Text segment:

· · · · · · ·

Bosanquet distinguishes his moral view from altruism, holding, for example, that the value of self-sacrifice (reflected in a dictum he takes from Goethe,57 "stirb' und werde," "die to live," but which has its roots in the New Testament notion of atonement58) is not that it promotes or helps others, but that it serves to advance values and a good that goes beyond both self and others –   values that are, at base, greater than human individuals. "Good" and "value" are, in this sense, "impersonal categories;" they are not mere personal preferences or (as G. E. Moore held) simply data of sense perception.

Perhaps the most extensive statement of Bosanquet's ethical views is to be found in Some Suggestions in Ethics (1918; 2nd ed., 1919). Although largely "applied" in character, these essays provide not only a general account of the nature of ethical value, but also reveal several differences in emphasis, if not in doctrine (e.g., concerning the principle of value and the nature and value of the human person) from that which one finds in Bradley's moral and social philosophy.59

The ethic that Bosanquet provides is teleological, but not consequentialist. He emphasises the importance of motive and, particularly, intention in the assessment of the moral character of an act, but also insists that, in judging the moral goodness of the person or act, one must be attentive to its efficiency or success in achieving its purpose. While he does not say so explicitly, it seems that what is "moral" is what the Aristotelian "practically wise person" would do. There is no "moral law" from which one can derive or deduce one's duties or obligations; one is simply "to respond adequately to the situation." 60

Metaphysics

Bosanquet long projected a work presenting his views on metaphysics, and the invitation to give the Gifford lectures in the University of Edinburgh for 1911 and 1912 provided him with an additional incentive to complete it. It is important to realise, however, that Bosanquet's first studies in metaphysics date from the late 1880s and that as he elaborated his views in ethics, social work, philosophical psychology and political philosophy, his metaphysics was taking form as well.

· · · · · · ·

Labeled point records
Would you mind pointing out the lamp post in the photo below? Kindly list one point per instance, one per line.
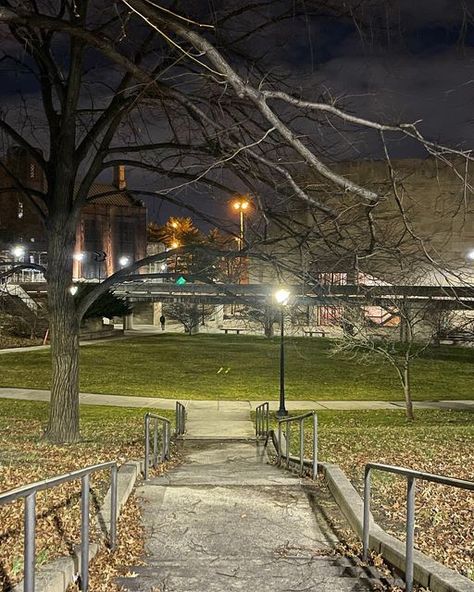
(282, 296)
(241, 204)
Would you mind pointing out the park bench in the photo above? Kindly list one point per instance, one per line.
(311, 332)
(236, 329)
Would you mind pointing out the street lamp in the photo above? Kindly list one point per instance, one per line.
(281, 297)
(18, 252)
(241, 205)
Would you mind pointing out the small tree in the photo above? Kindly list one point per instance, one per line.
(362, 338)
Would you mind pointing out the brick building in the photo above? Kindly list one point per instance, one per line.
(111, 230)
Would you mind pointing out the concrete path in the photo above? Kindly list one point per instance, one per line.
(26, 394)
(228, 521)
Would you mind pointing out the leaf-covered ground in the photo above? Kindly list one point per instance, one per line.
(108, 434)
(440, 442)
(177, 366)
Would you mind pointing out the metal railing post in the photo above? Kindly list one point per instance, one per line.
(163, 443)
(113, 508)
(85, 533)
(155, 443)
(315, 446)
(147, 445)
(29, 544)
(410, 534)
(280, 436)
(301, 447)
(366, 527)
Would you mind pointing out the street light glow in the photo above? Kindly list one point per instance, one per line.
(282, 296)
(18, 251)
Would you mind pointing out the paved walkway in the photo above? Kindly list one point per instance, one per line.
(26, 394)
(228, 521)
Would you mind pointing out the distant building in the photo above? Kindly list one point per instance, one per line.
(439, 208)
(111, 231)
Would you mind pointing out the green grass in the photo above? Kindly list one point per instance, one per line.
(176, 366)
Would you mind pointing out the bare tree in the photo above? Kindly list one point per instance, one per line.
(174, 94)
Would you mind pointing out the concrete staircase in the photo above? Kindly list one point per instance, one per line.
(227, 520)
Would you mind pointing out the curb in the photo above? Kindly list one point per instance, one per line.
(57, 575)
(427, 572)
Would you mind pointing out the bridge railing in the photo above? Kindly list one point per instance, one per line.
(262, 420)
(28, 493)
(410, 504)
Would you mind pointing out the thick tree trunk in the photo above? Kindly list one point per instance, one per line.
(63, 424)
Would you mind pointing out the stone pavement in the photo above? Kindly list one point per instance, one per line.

· · · · · · ·

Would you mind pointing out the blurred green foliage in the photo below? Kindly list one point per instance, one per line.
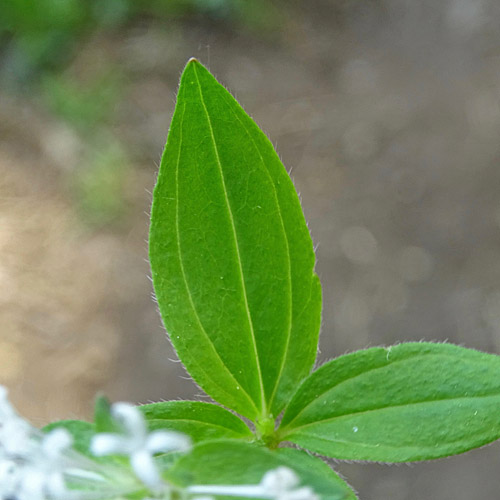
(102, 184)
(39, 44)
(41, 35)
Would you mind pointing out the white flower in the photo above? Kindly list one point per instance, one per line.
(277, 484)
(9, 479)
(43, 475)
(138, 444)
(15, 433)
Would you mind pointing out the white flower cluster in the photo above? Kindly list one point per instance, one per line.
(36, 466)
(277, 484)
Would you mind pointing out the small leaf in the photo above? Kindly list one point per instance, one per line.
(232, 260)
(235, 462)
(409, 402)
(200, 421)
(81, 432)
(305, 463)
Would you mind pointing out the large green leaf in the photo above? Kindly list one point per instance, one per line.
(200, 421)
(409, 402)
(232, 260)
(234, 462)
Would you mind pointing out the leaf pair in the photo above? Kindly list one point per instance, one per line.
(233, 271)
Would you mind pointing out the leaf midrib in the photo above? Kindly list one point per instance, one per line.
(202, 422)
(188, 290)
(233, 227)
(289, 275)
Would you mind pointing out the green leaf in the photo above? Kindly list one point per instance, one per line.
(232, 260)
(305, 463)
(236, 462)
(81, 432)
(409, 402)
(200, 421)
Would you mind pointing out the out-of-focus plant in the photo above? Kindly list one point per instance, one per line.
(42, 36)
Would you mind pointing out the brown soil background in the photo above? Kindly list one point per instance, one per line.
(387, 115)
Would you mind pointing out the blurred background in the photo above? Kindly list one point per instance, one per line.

· · · · · · ·

Actions to take:
1. In the Bosanquet text, which work holds perhaps the most extensive statement of his ethical views?
2. Translate this sentence from the Bosanquet text into French: "The ethic that Bosanquet provides is teleological, but not consequentialist."
3. Carry the text on Bosanquet's philosophy forward from its final sentence.

Final answers:
1. Some Suggestions in Ethics (1918; 2nd ed., 1919).

2. L'éthique que propose Bosanquet est téléologique, mais non conséquentialiste.

3.
Not surprisingly, some of Bosanquet's earliest "metaphysical" essays, independent of his logic, focussed on the nature of mind,61 and in 1893– 94 he offered a course of lectures at the LES that became the basis of his book the Psychology of the Moral Self (1897). In this series of lectures, Bosanquet discusses a number of influential views in psychology, especially those of James Ward and William James, and lays the foundation for a theory of "mind" and "will" which he uses in his political philosophy. Here one also finds an account of self-consciousness, personal identity and the relation of the self and morality, suggested but not developed in his initial work.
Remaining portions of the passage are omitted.